*TASK BRIEF*
Convert the rows below into a JSON list of strings, one string per line, starting at the line with "trace camera lens" and ending at the line with "84], [53, 84]]", both included. Leave out the blank lines.

*EXERCISE MATERIAL*

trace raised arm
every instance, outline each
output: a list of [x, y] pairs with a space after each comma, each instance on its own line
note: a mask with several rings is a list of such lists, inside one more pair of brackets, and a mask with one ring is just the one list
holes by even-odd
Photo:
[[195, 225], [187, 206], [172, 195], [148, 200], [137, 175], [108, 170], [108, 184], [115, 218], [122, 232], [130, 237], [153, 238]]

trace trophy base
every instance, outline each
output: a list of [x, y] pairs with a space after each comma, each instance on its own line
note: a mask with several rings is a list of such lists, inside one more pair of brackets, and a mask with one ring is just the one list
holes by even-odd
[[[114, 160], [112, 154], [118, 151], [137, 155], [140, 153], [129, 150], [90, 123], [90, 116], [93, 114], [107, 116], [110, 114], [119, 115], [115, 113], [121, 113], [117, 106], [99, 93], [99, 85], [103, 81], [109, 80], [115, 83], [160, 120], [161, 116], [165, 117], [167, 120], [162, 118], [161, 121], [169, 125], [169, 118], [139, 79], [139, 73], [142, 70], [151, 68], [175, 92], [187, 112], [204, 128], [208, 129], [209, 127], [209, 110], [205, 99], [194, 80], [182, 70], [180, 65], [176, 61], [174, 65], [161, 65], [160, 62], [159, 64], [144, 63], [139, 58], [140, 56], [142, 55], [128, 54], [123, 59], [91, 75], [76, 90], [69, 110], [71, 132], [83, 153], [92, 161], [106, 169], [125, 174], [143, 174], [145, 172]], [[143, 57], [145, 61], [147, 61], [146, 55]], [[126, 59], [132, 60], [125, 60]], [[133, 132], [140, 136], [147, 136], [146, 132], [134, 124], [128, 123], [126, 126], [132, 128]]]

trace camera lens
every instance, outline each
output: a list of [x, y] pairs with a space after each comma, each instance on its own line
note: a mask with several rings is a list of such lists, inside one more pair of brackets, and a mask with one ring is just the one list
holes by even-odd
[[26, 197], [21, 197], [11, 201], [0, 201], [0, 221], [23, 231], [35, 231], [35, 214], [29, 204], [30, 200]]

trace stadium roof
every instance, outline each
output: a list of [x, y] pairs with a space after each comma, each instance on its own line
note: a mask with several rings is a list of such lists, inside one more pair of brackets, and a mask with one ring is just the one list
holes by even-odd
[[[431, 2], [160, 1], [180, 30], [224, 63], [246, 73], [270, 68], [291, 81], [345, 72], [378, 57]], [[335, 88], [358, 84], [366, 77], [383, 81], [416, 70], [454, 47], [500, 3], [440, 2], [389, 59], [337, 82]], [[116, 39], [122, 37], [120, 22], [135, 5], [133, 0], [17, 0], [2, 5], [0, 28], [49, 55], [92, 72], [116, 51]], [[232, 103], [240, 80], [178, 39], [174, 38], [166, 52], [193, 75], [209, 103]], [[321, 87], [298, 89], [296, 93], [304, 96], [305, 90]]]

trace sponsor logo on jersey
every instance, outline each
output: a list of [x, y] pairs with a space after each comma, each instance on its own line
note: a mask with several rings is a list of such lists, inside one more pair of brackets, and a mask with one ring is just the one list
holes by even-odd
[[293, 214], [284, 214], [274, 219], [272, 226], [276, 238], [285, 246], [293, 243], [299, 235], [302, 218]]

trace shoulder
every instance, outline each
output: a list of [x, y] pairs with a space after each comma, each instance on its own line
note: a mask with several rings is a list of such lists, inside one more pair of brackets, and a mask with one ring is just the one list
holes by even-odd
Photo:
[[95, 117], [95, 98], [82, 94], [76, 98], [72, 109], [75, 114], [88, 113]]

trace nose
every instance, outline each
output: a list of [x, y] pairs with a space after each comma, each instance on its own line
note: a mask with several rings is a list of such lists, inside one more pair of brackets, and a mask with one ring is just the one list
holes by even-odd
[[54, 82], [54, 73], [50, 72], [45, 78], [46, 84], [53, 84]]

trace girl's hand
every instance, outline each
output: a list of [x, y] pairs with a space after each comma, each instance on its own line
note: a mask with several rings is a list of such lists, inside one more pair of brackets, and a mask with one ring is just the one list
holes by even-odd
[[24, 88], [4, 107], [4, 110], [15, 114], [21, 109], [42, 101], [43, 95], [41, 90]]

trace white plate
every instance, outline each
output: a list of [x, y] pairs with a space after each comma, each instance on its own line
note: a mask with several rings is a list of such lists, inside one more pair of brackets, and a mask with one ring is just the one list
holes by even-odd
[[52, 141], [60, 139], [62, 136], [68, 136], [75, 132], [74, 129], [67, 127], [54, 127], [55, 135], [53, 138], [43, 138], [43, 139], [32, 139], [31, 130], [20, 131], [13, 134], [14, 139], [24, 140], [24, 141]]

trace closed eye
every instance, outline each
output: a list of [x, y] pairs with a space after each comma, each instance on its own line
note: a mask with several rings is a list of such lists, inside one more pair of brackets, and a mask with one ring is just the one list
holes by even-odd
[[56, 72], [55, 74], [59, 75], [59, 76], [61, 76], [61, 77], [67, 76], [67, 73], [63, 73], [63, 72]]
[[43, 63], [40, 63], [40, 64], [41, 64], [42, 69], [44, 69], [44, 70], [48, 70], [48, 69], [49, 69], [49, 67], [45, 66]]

*FULL OUTPUT*
[
  "trace camera lens",
  "every instance, outline each",
  "output: a list of [x, y] pairs with a space after each comma, each instance on its own line",
  "note: a mask with several rings is a list of such lists, inside one more pair of brackets, and a mask with one ring is just the one list",
  "holes by even-odd",
  "[[26, 197], [21, 197], [11, 201], [0, 201], [0, 221], [23, 231], [35, 231], [35, 214], [29, 204], [30, 200]]",
  "trace stadium roof",
  "every instance, outline each",
  "output: a list of [x, y] pairs with a space after each comma, each instance on its own line",
  "note: a mask with several rings is a list of such lists, inside one more pair of brackets, and a mask with one ring is just the one list",
  "holes by even-odd",
  "[[[431, 2], [160, 1], [180, 30], [224, 63], [246, 73], [270, 68], [291, 81], [345, 72], [378, 57]], [[335, 88], [358, 84], [366, 77], [383, 81], [416, 70], [454, 47], [500, 3], [440, 2], [389, 59], [337, 82]], [[116, 39], [122, 37], [120, 22], [135, 5], [133, 0], [17, 0], [2, 5], [0, 28], [49, 55], [92, 72], [116, 51]], [[232, 103], [240, 80], [178, 39], [174, 38], [166, 52], [193, 75], [209, 103]], [[321, 87], [298, 89], [296, 93], [304, 96], [305, 90]]]",
  "trace sponsor logo on jersey",
  "every instance, outline each",
  "output: a list of [x, y] pairs with a space after each comma, each instance on its own line",
  "note: a mask with several rings is a list of such lists, inside one more pair of brackets, and a mask with one ring is just the one list",
  "holes by even-odd",
  "[[293, 214], [284, 214], [274, 219], [272, 226], [276, 238], [285, 246], [293, 243], [299, 235], [302, 218]]",
  "trace shoulder",
  "every instance, outline each",
  "output: a list of [x, y] pairs with a space after each comma, each instance on its own line",
  "note: a mask with several rings is a list of such lists, inside one more pair of brackets, and a mask with one ring is just the one list",
  "holes by even-odd",
  "Photo:",
  "[[95, 117], [95, 98], [82, 94], [76, 98], [72, 109], [75, 114], [88, 113]]",
  "trace nose",
  "every instance, outline each",
  "output: a list of [x, y] pairs with a space after each comma, each instance on its own line",
  "note: a mask with several rings is a list of such lists, inside one more pair of brackets, and a mask with one ring is just the one list",
  "holes by even-odd",
  "[[54, 82], [54, 73], [50, 72], [45, 78], [46, 84], [53, 84]]"
]